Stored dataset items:
++++++++
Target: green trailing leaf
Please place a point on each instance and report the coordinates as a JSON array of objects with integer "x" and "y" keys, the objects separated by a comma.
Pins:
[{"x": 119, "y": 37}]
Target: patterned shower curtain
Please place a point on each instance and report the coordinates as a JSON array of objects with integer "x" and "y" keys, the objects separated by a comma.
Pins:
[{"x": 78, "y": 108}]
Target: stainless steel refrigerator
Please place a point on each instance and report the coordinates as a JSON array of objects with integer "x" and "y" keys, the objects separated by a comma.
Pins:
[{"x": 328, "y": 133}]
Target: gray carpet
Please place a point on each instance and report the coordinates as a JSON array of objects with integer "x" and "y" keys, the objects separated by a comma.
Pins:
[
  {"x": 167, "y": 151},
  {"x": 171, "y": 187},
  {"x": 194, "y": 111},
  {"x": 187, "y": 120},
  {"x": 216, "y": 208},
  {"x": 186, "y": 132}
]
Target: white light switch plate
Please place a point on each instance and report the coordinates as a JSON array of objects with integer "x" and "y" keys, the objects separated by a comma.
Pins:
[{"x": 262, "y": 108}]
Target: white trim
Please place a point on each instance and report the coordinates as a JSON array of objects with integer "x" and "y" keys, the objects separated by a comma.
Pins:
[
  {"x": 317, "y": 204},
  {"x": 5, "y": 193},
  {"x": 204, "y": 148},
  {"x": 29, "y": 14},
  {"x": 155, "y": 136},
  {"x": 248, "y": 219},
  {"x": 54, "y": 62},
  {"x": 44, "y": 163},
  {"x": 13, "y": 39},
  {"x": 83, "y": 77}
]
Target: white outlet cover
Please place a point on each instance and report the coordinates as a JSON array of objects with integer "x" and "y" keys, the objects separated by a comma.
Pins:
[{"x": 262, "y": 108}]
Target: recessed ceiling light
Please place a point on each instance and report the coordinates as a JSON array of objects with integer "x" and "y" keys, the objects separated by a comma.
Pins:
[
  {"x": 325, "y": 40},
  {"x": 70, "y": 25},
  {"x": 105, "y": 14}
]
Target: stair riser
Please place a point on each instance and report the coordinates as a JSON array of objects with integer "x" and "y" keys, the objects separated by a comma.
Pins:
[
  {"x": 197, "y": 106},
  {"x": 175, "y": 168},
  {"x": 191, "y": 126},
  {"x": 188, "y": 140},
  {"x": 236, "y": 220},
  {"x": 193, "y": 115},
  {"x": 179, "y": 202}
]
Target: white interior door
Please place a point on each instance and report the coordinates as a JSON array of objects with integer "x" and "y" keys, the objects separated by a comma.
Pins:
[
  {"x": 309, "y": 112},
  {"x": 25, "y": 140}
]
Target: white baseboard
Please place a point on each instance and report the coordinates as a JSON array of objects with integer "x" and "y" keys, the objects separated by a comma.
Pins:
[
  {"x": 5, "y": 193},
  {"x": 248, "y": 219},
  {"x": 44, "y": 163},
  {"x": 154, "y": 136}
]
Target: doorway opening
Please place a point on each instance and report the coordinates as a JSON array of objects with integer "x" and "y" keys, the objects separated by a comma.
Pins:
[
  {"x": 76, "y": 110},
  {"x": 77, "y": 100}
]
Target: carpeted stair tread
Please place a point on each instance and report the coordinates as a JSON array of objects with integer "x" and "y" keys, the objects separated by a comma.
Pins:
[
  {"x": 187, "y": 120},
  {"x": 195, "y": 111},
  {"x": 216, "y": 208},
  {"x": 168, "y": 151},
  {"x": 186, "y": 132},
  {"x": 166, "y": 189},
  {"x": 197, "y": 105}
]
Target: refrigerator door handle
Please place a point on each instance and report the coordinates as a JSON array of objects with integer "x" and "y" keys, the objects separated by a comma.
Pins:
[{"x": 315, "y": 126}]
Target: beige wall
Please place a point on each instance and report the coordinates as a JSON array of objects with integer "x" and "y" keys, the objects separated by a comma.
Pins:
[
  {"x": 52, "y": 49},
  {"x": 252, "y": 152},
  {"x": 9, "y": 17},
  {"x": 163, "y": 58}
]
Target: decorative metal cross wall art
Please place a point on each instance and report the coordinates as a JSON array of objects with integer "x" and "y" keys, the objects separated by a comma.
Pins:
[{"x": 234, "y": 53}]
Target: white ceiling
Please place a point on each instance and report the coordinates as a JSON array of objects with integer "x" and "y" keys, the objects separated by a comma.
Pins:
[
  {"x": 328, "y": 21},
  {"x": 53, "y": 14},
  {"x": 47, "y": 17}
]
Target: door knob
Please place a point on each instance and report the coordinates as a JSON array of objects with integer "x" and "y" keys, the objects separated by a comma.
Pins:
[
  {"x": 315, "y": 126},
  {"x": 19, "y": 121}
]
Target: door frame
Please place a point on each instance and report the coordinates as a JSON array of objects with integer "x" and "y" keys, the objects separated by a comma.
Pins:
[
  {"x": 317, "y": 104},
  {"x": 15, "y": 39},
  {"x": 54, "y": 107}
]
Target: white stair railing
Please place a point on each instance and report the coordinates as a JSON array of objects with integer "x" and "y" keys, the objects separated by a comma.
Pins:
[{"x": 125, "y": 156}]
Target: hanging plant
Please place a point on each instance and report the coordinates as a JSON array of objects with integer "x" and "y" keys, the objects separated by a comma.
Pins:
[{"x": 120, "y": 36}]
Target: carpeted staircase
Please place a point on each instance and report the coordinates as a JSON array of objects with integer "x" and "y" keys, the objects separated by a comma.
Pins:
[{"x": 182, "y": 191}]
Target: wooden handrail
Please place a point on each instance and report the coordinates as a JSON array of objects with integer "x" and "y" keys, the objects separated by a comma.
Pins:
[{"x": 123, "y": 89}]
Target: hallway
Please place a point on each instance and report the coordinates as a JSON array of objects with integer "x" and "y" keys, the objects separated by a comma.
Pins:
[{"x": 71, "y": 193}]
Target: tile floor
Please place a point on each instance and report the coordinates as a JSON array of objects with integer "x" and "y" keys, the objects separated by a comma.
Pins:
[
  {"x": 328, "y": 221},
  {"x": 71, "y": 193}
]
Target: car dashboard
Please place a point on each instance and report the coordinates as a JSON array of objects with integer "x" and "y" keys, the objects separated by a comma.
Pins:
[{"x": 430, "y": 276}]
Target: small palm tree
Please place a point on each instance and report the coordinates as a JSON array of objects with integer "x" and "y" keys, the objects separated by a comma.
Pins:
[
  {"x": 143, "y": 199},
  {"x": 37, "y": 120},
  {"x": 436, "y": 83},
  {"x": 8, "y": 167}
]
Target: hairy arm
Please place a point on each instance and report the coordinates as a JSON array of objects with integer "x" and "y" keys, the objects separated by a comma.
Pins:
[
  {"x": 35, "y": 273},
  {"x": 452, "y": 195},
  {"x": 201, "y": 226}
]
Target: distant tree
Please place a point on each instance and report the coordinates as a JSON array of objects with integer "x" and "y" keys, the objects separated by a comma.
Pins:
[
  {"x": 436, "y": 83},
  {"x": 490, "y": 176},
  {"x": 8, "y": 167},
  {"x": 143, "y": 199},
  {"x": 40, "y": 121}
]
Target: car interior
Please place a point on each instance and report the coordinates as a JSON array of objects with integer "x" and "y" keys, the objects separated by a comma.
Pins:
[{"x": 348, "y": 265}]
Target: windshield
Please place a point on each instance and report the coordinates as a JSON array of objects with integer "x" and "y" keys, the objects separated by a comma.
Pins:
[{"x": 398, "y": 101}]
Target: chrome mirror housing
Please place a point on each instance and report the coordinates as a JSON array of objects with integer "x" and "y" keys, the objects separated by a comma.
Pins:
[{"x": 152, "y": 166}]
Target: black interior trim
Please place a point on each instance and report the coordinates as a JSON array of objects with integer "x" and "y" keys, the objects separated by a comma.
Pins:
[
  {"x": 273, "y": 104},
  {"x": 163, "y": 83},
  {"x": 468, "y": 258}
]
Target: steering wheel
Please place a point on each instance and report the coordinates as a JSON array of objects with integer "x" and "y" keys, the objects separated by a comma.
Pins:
++++++++
Problem details |
Between the first line of the entries above and the line with "Target: patterned shower curtain", both included, copy every line exactly and nothing outside that range.

Answer to this problem |
Target: green trailing leaf
Please place a point on each instance and report the coordinates as a JSON array of objects with integer "x" and "y" keys, the objects separated by a comma.
Pins:
[{"x": 119, "y": 37}]
Target: patterned shower curtain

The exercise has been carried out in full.